▸ **Texte source**

==================================================

Réparer les vivants

‘Réparer les vivants’ est le titre du dernier roman de Maylis de Kerangal, paru en mars dernier aux éditions ‘verticales’. Alain Finkelkraut lui a consacré son émission de samedi 24 mai sur France-Culture.
Thérèse Delannoy

Si l’on résumait le livre de façon abrupte, on dirait qu’il trace ‘en direct’ les péripéties d’une transplantation cardiaque. Mais le roman dépasse infiniment le plan technico-médical car l’auteur - comme dans son ouvrage ‘Naissance d’un pont’ - choisit de traiter le sujet de manière polyphonique : elle intériorise le point de vue de chaque « acteur » si bien que la transplantation devient migration. Douleur, refus, révolte, violence… Nous vivons ces émotions, nous sommes emportés par le rythme haletant de l’histoire où l’unité d’action se démultiplie alors que l’unité de temps s’impose, inexorable.

Session de surf au large du Havre, un dimanche d’hiver, au petit matin. Simon et deux amis, à peine 20 ans chacun, se livrent à leur passion, « cette putain de passion pour le surf ! » dira son père. Au retour, frigorifiés, ils règlent le chauffage du van au maximum et s’endorment. Simon, le seul à n’avoir pas de ceinture de sécurité, mourra après son transfèrement à l’hôpital.

==================================================

▸ **Consigne 1**
Recopiez le passage du texte sur « Réparer les vivants » qui s'ouvre sur les mots contenant « Si l’on résumait » et se clôt sur « temps s’impose, inexorable. ».
▸ **Consigne 2**
Dites si chacune des affirmations suivantes concorde avec le texte sur « Réparer les vivants ». Répondez par oui ou par non et citez les mots du texte qui tranchent.
(a) Le roman a paru en mars aux éditions « verticales ».
(b) Simon portait sa ceinture de sécurité dans le van.
(c) La session de surf se déroule un dimanche d'été.
▸ **Consigne 3**
D'après le texte sur « Réparer les vivants », pourquoi le roman dépasse-t-il le plan technico-médical ? Répondez en une à trois phrases.

==================================================

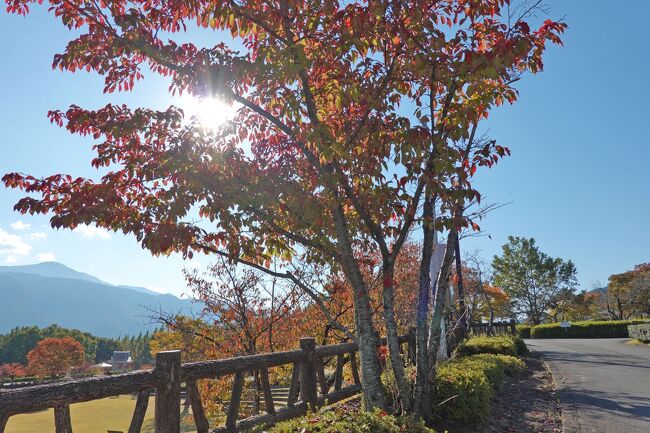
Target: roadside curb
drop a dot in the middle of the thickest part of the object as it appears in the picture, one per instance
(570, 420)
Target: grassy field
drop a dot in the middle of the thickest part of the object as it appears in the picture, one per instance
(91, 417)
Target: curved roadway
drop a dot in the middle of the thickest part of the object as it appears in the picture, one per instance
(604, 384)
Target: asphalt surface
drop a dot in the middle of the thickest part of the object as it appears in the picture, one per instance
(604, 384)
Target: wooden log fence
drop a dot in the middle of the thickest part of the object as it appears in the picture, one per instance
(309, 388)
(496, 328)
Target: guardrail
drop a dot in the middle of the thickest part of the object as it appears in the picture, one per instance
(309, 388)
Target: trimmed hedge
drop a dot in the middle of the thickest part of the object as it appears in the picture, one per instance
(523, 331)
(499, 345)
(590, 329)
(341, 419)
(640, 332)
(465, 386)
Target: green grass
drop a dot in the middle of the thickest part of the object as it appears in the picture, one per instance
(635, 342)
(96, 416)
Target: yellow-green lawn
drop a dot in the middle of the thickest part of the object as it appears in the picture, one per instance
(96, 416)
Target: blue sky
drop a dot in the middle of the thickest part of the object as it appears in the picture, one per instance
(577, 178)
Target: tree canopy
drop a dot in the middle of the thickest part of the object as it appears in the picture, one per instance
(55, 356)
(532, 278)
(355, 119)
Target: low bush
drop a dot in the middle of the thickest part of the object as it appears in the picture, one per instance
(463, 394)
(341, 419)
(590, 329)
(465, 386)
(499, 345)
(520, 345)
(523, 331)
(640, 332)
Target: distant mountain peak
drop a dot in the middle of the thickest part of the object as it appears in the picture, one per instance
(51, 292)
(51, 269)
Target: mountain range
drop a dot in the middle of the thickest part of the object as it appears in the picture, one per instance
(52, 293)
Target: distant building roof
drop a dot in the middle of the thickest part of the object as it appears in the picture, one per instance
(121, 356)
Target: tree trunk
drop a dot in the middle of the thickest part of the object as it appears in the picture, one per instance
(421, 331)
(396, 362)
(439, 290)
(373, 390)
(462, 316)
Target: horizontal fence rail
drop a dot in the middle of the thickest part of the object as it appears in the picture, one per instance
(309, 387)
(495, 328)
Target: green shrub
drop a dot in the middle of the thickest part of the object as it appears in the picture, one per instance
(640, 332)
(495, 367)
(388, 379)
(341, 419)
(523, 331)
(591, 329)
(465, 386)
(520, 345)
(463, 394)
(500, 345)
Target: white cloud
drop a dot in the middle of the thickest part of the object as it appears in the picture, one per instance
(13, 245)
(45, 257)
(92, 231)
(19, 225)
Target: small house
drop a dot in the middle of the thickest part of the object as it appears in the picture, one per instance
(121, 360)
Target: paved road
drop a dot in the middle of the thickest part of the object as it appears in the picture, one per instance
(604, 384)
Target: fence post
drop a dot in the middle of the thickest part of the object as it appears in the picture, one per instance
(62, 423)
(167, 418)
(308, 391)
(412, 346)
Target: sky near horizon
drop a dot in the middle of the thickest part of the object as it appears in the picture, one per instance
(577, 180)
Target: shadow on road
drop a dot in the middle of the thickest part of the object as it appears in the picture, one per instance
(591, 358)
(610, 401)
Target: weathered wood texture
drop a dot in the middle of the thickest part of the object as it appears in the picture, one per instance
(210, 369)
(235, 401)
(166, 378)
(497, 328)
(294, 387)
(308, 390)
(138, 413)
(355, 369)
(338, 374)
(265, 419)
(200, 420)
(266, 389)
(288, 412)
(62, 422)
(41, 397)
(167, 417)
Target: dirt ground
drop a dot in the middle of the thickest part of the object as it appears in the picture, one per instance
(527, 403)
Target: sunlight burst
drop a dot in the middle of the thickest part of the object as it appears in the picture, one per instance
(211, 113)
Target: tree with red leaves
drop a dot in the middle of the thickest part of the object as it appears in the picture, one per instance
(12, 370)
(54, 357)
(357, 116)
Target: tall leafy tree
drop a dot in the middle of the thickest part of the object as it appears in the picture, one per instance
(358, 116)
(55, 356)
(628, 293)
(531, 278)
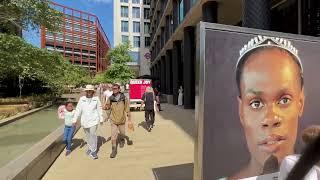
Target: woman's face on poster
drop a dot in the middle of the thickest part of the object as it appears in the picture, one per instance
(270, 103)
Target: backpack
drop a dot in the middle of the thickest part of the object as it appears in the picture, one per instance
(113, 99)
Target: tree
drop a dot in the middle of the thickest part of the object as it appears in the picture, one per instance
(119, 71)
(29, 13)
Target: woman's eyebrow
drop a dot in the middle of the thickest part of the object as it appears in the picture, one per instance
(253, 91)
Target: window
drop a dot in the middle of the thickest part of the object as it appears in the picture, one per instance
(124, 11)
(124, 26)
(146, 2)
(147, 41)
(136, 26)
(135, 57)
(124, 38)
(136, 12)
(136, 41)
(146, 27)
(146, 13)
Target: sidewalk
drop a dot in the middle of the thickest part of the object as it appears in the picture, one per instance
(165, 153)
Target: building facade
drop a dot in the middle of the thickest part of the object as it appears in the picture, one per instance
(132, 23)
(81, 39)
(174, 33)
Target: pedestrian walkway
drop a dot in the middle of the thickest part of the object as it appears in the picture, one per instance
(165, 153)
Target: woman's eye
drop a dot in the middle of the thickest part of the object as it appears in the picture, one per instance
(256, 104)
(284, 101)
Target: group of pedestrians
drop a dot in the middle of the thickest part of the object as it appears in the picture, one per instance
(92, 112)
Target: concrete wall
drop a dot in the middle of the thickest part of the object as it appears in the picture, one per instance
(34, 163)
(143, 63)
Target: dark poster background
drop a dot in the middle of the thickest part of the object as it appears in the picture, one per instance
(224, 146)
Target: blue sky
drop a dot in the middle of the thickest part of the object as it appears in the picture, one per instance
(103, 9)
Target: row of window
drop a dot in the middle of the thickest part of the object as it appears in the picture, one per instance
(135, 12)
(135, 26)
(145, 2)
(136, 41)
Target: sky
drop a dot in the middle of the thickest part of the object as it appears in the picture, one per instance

==================================================

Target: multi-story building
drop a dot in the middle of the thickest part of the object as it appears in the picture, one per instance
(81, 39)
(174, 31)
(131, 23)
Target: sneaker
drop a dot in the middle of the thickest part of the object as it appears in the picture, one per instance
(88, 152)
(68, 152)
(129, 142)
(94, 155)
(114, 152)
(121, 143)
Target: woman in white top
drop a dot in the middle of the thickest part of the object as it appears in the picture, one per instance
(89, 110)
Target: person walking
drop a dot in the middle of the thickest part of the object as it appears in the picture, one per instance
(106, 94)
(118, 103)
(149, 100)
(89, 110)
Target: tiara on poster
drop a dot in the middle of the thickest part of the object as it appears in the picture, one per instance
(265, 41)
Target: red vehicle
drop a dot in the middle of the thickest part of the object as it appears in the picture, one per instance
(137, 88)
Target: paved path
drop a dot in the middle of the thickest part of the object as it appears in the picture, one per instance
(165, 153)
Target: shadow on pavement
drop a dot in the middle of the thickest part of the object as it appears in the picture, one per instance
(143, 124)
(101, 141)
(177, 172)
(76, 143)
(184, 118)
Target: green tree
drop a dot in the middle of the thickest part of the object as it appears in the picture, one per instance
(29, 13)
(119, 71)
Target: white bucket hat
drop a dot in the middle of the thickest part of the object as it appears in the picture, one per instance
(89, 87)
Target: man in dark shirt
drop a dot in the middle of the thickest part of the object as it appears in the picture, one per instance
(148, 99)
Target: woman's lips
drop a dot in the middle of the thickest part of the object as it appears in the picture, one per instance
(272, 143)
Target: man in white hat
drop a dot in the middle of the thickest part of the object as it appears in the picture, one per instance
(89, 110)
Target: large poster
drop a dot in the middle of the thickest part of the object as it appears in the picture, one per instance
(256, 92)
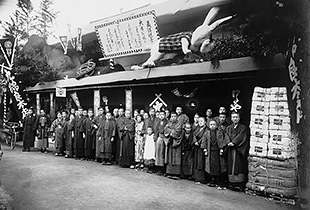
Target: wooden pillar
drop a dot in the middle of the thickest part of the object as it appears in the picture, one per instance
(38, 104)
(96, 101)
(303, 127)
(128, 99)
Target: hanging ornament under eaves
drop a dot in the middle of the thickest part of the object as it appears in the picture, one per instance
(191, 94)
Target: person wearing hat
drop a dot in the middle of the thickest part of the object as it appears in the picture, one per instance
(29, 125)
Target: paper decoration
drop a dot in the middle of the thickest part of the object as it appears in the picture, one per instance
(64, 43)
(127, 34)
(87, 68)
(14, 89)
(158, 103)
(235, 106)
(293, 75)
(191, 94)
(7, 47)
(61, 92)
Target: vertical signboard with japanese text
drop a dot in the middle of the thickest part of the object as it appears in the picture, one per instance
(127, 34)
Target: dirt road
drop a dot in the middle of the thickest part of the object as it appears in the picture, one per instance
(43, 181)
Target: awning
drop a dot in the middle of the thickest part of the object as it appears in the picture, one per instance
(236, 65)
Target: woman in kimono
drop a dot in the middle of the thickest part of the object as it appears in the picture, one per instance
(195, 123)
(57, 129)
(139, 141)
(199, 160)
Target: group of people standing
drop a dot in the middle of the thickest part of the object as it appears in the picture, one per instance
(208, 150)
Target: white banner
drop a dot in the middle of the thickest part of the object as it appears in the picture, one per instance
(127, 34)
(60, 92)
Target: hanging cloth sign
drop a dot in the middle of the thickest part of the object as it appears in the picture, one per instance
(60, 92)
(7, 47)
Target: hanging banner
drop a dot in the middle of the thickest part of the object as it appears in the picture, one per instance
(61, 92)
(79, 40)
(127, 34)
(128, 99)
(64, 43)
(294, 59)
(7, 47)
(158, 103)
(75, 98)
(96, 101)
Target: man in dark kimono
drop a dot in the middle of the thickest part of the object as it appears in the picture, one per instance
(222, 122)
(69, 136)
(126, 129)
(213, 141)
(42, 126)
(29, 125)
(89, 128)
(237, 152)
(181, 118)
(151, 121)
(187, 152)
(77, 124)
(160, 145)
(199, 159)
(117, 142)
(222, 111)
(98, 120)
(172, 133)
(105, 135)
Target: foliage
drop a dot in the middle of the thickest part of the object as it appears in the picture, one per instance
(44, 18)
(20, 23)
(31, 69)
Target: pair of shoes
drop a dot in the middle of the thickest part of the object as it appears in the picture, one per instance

==================================================

▸ **Zone de réponse 1**
Si l’on résumait le livre de façon abrupte, on dirait qu’il trace ‘en direct’ les péripéties d’une transplantation cardiaque. Mais le roman dépasse infiniment le plan technico-médical car l’auteur - comme dans son ouvrage ‘Naissance d’un pont’ - choisit de traiter le sujet de manière polyphonique : elle intériorise le point de vue de chaque « acteur » si bien que la transplantation devient migration. Douleur, refus, révolte, violence… Nous vivons ces émotions, nous sommes emportés par le rythme haletant de l’histoire où l’unité d’action se démultiplie alors que l’unité de temps s’impose, inexorable.

▸ **Zone de réponse 2**
(a) Oui : « paru en mars dernier aux éditions ‘verticales’ ».
(b) Non : « le seul à n’avoir pas de ceinture de sécurité ».
(c) Non : « un dimanche d’hiver ».

▸ **Zone de réponse 3**
L'auteur traite le sujet de manière polyphonique, comme dans « Naissance d’un pont ». Elle intériorise le point de vue de chaque « acteur », si bien que la transplantation devient migration.